**Document passage**
┄┄┄┄┄┄┄┄┄┄┄┄┄┄┄┄┄┄┄┄
So I've come up with a scenario which may help me understand this mindset better.

The fundamentalist character in my story "Found Jesus" after a secular upbringing. He had no particular tragedy befall him which caused him to question his place in the universe, nor was he a wild party animal that needed to be reigned in. Why would he just decide one day to adopt such a strident worldview?


----------



## Riis Marshall (Feb 1, 2016)

Hello Stormy

Here's another quotation from _The Bureau of Happiness_ that may be relevant here:



> Or maybe, he thought, it's a matter of faith. Suppose you truly believe in a Supreme Being, you truly believe you are committed to behaving in a certain way within a relationship with this Supreme Being and you truly believe your commitment to this relationship determines how you order your life and whether following your death your soul ascends to a place of absolute eternal happiness or descends into a place of absolute endless damnation.  If your belief in this is total, if your faith is complete and unqualified, then it necessarily follows that all those who do not have your faith are somehow fundamentally different from you and depending on the precise nature of this belief you are bound by it to treat them in ways different from the way you treat other believers. If your faith is absolute then it must necessarily follow that those whose faith is not absolute cannot be one with you.



@et al. Please note this is in no way a criticism of anybody's beliefs or belief system.

Does this reflect accurately the world view of your character? Perhaps your character came to his beliefs, not by any sort of 'tragedy', but simply, as have I, by sitting down and thinking about it - in my case over a very long time and with thoughtful consideration of those who don't believe as I do.

All the best with your writing.

Warmest regards
Riis


----------



## Stormcat (Feb 1, 2016)

Riis Marshall said:


> Hello Stormy
> 
> Here's another quotation from _The Bureau of Happiness_ that may be relevant here:
> 
> ...



No, this "faith" of his has a far more obsessive quality to it. He truly believes that he alone is one of God's chosen, and as a result, he must inject his new faith into every facet of his life. He cannot even eat breakfast without going through a strict ritual of prayer or else God will become angered.
┄┄┄┄┄┄┄┄┄┄┄┄┄┄┄┄┄┄┄┄
**Given entries**
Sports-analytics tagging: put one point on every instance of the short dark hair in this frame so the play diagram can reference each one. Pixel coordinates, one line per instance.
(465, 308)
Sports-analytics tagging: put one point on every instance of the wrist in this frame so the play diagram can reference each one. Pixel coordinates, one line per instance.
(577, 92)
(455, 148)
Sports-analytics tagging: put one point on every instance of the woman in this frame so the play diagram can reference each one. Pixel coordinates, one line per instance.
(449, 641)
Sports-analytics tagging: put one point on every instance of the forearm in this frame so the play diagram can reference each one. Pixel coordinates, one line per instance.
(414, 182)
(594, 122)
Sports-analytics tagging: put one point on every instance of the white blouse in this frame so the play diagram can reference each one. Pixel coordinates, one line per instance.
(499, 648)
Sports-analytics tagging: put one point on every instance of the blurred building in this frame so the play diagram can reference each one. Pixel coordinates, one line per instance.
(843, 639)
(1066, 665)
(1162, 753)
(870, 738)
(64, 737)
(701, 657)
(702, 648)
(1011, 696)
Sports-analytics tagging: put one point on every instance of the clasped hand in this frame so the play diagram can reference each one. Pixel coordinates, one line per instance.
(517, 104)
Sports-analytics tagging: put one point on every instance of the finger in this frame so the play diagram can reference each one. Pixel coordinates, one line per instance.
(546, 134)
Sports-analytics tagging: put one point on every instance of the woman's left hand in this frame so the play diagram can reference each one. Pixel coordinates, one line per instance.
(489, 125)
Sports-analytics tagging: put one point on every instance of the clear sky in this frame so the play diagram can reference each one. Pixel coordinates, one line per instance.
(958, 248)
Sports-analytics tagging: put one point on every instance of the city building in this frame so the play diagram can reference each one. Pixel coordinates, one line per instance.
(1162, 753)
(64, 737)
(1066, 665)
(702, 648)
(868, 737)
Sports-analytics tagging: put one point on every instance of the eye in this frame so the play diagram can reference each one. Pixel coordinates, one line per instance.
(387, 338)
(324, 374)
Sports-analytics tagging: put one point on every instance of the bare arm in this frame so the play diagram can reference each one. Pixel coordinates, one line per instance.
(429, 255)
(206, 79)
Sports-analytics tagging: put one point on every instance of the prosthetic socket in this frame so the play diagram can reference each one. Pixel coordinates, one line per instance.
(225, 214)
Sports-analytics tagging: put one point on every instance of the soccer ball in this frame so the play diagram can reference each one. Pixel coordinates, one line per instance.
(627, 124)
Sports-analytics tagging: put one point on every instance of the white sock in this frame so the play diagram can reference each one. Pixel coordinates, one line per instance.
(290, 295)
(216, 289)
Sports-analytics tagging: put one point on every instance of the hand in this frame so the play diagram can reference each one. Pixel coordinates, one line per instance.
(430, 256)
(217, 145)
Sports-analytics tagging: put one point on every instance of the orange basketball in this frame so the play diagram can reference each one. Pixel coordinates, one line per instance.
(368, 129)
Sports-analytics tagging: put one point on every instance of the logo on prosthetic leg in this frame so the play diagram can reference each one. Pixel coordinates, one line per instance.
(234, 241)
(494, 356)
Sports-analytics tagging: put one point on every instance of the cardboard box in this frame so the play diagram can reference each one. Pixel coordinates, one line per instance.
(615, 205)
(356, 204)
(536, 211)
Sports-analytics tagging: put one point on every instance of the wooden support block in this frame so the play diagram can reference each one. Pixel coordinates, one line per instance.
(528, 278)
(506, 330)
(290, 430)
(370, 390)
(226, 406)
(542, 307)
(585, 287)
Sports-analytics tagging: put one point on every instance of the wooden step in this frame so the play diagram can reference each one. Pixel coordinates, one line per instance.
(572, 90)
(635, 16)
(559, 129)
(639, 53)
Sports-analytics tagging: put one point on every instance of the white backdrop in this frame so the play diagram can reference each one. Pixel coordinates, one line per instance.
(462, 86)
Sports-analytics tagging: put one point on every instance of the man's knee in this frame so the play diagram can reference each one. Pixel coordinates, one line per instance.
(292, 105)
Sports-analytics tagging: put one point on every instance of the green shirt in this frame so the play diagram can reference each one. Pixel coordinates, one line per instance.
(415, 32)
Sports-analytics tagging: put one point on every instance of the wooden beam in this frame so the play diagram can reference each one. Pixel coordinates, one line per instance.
┄┄┄┄┄┄┄┄┄┄┄┄┄┄┄┄┄┄┄┄
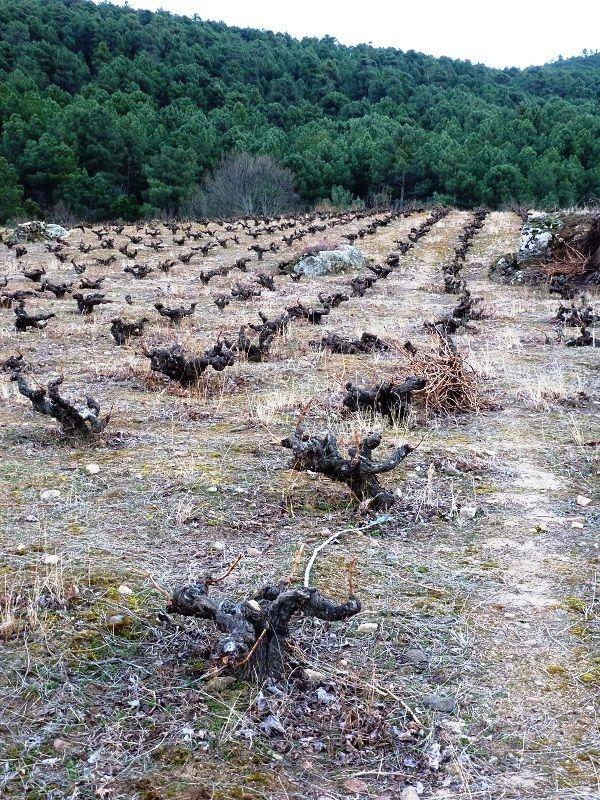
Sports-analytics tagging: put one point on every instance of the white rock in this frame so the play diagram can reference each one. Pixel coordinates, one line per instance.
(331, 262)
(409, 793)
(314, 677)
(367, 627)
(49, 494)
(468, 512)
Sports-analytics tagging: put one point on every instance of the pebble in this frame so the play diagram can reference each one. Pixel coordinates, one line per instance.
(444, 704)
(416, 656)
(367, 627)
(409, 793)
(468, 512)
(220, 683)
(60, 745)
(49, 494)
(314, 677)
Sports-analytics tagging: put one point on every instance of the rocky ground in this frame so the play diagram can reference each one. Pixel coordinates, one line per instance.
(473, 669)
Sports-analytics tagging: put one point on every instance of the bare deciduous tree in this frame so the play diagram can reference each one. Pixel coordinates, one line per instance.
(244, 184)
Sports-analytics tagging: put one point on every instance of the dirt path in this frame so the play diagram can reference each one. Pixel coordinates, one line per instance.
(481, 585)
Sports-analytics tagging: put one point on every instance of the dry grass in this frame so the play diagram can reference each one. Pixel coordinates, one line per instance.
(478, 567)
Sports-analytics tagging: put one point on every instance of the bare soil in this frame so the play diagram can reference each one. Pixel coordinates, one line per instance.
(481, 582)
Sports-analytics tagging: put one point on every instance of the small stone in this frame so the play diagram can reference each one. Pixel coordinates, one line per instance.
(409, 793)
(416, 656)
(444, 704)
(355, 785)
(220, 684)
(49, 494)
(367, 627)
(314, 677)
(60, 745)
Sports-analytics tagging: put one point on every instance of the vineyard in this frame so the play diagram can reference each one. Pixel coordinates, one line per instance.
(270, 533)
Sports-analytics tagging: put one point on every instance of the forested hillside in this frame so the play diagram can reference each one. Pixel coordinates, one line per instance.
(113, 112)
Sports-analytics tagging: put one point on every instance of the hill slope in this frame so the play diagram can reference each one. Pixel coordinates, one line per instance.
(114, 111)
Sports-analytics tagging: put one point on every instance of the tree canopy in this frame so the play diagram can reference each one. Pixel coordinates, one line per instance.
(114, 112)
┄┄┄┄┄┄┄┄┄┄┄┄┄┄┄┄┄┄┄┄
**Your instructions**
Extend the forum thread on writing a fundamentalist character, picking up right after its final sentence.

**Answer to this problem**
It's one thing to come to a set of beliefs based on logical discourse and soul-searching, But fundamentalism in itself is so illogical it defies that mindset. What drives a person to this point of obsession? How does one become so preoccupied with sin and godly behavior that one cannot live like normal people do?


----------



## Winston (Feb 1, 2016)

Stormcat said:


> So I've come up with a scenario which may help me understand this mindset better.
> 
> The fundamentalist character in my story "Found Jesus" after a secular upbringing. He had no particular tragedy befall him which caused him to question his place in the universe, nor was he a wild party animal that needed to be reigned in. Why would he just decide one day to adopt such a strident worldview?



Just saw a history special detailing the People's Temple and Reverend Jim Jones.  Might be a template worth considering.  

Fascinating, and scary as hec.  If you don't know about it, look it up.


----------



## Stormcat (Feb 1, 2016)

Winston said:


> Just saw a history special detailing the People's Temple and Reverend Jim Jones.  Might be a template worth considering.
> 
> Fascinating, and scary as hec.  If you don't know about it, look it up.



I think Jimmy Boy would be interesting to consider, as this character I'm writing ends up founding his own church/cult because the one he was in just wasn't strict enough.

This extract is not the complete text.